** Opening Excerpted data block **

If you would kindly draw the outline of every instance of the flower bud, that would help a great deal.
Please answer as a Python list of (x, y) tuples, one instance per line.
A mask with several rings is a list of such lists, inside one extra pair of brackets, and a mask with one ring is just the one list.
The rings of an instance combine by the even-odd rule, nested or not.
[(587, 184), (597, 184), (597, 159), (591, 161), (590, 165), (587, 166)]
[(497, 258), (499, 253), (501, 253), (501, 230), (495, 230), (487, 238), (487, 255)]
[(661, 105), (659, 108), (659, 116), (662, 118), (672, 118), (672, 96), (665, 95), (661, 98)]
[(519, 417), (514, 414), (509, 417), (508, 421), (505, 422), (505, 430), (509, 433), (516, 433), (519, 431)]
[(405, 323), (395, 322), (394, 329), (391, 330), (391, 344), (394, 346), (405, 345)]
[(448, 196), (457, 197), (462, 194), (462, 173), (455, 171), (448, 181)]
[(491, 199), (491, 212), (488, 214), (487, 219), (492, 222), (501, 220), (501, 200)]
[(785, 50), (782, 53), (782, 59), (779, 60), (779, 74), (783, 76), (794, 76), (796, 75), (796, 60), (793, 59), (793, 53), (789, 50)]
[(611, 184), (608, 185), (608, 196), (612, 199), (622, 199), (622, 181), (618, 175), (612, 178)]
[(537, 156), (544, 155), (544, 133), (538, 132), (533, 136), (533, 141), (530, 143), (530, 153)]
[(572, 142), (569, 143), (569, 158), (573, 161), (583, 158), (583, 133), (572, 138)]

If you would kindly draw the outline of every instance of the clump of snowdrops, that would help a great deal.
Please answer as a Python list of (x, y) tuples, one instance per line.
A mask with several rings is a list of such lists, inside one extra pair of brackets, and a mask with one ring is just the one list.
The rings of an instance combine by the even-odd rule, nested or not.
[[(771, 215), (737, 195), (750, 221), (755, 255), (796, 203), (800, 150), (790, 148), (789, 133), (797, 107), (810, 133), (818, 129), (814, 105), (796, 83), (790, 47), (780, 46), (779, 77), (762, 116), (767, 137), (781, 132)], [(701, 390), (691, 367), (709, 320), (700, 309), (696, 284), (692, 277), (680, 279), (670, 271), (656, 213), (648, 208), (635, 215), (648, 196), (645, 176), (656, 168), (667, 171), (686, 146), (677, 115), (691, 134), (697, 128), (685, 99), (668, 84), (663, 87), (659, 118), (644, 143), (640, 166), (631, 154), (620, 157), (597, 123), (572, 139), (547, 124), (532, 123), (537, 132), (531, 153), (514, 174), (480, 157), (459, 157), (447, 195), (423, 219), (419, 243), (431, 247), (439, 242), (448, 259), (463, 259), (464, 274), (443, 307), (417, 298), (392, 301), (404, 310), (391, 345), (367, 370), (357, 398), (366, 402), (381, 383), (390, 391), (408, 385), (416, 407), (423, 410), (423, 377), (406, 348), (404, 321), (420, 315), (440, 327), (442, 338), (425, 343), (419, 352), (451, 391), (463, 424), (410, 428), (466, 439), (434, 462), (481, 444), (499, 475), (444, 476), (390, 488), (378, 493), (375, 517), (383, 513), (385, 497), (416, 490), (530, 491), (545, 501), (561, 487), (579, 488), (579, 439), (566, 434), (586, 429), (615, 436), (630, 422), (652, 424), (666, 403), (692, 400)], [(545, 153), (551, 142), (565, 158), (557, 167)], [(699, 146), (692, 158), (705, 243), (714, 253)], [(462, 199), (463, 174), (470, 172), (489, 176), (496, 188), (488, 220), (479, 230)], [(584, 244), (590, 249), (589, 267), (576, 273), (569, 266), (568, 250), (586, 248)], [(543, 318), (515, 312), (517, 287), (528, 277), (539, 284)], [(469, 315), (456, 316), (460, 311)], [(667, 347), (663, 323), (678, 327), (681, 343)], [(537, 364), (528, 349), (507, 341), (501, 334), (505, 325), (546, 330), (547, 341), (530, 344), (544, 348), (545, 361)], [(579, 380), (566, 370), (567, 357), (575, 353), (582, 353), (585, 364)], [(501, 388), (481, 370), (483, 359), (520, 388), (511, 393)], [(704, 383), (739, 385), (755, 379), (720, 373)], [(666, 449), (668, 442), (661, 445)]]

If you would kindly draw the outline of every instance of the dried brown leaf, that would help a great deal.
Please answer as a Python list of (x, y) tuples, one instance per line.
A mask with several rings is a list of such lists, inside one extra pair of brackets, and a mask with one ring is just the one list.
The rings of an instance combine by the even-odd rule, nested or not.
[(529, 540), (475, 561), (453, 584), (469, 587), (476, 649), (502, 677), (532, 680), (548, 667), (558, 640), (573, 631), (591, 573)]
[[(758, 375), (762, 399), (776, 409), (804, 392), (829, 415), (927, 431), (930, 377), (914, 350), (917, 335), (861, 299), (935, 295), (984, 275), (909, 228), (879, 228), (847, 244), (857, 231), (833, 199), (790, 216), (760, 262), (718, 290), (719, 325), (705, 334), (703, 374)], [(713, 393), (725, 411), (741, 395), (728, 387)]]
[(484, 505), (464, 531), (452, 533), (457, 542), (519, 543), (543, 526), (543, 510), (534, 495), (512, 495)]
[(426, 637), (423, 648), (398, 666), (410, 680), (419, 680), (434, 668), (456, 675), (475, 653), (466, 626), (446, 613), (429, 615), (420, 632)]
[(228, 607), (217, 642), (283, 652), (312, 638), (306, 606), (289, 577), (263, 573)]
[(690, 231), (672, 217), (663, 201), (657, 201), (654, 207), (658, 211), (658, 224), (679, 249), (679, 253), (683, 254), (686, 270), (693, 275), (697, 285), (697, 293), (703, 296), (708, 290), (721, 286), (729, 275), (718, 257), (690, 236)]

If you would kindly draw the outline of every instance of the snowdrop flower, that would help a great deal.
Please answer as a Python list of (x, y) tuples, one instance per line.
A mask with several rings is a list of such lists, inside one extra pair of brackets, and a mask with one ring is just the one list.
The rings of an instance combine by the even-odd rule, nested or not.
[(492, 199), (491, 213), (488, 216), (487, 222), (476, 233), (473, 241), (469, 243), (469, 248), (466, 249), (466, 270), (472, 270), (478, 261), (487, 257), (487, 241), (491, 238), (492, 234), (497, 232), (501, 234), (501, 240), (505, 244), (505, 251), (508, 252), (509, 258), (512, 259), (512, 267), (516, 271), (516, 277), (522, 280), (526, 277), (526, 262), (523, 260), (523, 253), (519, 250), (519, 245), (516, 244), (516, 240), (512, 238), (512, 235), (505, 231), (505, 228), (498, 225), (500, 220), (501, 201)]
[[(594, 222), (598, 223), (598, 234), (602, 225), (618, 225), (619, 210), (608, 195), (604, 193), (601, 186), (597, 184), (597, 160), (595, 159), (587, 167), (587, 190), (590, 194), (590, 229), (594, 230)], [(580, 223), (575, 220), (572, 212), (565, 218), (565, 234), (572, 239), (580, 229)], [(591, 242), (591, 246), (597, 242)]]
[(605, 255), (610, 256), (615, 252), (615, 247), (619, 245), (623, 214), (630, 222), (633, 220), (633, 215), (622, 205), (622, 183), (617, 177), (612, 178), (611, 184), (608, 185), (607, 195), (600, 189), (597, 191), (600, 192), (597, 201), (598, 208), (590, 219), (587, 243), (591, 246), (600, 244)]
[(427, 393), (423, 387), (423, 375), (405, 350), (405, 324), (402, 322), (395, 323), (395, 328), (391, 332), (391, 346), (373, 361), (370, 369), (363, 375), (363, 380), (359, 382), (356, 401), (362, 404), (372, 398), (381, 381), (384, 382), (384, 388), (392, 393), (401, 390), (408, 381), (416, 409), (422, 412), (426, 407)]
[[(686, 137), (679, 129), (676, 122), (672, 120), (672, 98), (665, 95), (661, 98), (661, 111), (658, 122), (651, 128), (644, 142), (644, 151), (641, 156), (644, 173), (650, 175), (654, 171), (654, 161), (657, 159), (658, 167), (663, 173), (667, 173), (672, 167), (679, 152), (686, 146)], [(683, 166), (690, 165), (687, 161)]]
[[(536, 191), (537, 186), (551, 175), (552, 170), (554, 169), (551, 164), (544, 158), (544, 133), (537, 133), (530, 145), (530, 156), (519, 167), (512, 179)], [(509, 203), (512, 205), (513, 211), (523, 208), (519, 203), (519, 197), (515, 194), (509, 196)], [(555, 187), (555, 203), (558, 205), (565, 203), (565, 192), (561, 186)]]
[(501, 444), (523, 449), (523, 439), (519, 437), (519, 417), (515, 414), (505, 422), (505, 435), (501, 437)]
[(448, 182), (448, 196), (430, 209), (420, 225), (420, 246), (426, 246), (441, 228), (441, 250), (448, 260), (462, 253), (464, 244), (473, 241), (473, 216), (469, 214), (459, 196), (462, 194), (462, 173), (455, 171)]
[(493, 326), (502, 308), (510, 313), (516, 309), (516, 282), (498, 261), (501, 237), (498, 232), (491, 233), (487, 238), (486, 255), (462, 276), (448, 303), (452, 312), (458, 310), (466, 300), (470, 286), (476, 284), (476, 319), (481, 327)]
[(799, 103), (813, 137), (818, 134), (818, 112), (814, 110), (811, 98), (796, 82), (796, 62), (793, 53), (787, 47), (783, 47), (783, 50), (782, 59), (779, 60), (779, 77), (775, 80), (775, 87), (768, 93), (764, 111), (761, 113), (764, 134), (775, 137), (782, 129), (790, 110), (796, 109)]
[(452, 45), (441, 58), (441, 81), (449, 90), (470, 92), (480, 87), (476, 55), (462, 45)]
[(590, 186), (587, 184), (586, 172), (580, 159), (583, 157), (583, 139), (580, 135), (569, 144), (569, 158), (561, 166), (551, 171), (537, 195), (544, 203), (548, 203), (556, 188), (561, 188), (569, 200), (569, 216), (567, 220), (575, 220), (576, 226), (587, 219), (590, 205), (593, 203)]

** Closing Excerpted data block **

For the string "help", search the preceding data and copy every line that includes it.

If you would kindly draw the outline of every instance of the flower bud, that would help a great deal.
If you would kindly draw the outline of every instance of the clump of snowdrops, that would help a great deal.
If you would kindly draw the outline of every instance of the dried brown leaf, that would help a great deal.
If you would kindly draw the outline of every instance of the snowdrop flower, that would help a great deal.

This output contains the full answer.